■ **Explore the material**:
[A] In the article on Airdrie's new pickleball courts, why does the mayor say pickleball puts less stress on your bones? Answer in one to three sentences.
[B] From the article on Airdrie's new pickleball courts, copy out the passage from "City of Airdrie staff" up to and including "Canada more recently.".

■ **Given text**:

/---

Pickleball players now have a new, local spot to swing their rackets.
City of Airdrie staff and members of the Airdrie and Area Pickleball Club (AAPC) unveiled a brand-new $80,000 outdoor pickleball facility Aug. 22. The four courts are located off Main Street, at the site of the old Street Art Gallery near Nose Creek Park.
The new amenity was under construction for four months and should have a lifecycle of more than 15 years, according to Archie Lang, the City of Airdrie’s manager of parks and public works.
The sport of pickleball originated in the southern United States about 60 years ago, but according to AAPC’s current president, Barry Hoffman, has grown in popularity in Canada more recently.
“The snowbirds dragged it up to Canada and it’s just taken off like wildfire,” he said.
Pickleball combines elements of tennis on a badminton court-sized space. The rackets are slightly larger than a table tennis paddle and the ball is light and made of plastic.
“It’s a non-contact sport and anyone can play it, especially seniors,” Hoffman said. “That’s one of the big things. It’s just a fun sport.”
The sport has also grown in popularity in Airdrie. The AAPC formed two years ago and has approximately 50 to 60 members, according to Hoffman. Up until now, he said, the club has played at the tennis courts at East Lake Park and on makeshift courts indoors at Genesis Place.
“We started two years ago in Genesis during the winter,” Hoffman said. “The membership grew and grew, and that’s basically how it took off.
“We encourage new people to come – we train them, educate them and they participate and see how they progress from there.”
Among those who tested the new courts Aug. 22 was Airdrie mayor Peter Brown, who rallied with AAPC members alongside Hoffman for about 10 minutes.
“This craze of pickleball is really big in the southern U.S. and it’s big with seniors, but I think when the kids start to play it, they’re going to realize how much fun a game it is,” he said.
“It’s a very light ball [and]there’s a little less movement than on a tennis court, so you’re not having to move around as much. There’s less stress on your bones.”

\---

■ **Extracted information**:
/---

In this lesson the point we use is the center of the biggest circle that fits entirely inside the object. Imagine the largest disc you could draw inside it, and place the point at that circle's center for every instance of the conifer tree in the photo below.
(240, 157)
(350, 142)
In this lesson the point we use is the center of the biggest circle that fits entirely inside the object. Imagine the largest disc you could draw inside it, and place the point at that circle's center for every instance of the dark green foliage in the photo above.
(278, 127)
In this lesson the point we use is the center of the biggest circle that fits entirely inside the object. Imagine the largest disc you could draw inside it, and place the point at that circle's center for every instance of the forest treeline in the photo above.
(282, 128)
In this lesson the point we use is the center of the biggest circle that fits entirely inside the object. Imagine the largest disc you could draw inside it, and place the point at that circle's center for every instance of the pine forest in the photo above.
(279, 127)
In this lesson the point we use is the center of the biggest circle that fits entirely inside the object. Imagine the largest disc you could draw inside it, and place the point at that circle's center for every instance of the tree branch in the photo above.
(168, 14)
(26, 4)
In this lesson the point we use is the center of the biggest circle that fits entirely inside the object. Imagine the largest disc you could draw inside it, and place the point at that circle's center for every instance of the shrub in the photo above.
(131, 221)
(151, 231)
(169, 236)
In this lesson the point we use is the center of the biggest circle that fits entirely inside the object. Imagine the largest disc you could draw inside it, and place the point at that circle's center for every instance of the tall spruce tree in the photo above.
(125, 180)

\---

■ **Results of the exercise**:
[A] The mayor says the ball is very light and there is a little less movement than on a tennis court. As a result, players do not have to move around as much.

[B]
City of Airdrie staff and members of the Airdrie and Area Pickleball Club (AAPC) unveiled a brand-new $80,000 outdoor pickleball facility Aug. 22. The four courts are located off Main Street, at the site of the old Street Art Gallery near Nose Creek Park.
The new amenity was under construction for four months and should have a lifecycle of more than 15 years, according to Archie Lang, the City of Airdrie’s manager of parks and public works.
The sport of pickleball originated in the southern United States about 60 years ago, but according to AAPC’s current president, Barry Hoffman, has grown in popularity in Canada more recently.